Material for this exercise:
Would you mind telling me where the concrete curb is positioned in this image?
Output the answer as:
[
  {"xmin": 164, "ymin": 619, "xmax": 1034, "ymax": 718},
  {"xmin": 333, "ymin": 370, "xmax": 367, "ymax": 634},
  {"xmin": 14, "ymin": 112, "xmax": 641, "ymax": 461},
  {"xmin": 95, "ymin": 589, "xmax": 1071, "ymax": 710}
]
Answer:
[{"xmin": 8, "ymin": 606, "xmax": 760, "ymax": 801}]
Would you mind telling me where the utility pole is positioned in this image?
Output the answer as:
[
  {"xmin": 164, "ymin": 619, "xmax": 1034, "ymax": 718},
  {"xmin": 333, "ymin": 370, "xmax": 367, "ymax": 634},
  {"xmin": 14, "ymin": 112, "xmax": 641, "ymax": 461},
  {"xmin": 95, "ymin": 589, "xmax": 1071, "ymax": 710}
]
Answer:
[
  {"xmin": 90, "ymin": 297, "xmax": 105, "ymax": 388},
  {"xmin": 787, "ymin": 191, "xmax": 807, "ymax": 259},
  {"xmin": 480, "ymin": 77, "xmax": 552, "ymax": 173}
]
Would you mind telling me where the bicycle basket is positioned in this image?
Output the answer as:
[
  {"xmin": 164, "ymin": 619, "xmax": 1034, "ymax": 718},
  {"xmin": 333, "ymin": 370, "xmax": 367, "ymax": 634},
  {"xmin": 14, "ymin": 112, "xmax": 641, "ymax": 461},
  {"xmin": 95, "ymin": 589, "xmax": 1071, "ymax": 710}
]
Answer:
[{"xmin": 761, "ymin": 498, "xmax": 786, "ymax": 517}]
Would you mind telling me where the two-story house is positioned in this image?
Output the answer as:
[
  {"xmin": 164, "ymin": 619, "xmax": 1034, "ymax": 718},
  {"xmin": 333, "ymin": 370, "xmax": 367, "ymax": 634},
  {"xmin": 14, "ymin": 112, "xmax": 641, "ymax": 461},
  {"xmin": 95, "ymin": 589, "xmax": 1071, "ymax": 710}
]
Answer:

What is required: Pick out each line in the rows above that contains the word "image", and copy those lines in order.

Problem solution:
Would you mind telling me where the concrete curb is positioned in this image?
Would you mind telling me where the utility pole is positioned in this image?
Would you mind telling me where the bicycle basket is positioned in this image?
Would you mind telling me where the two-story house is positioned in this image?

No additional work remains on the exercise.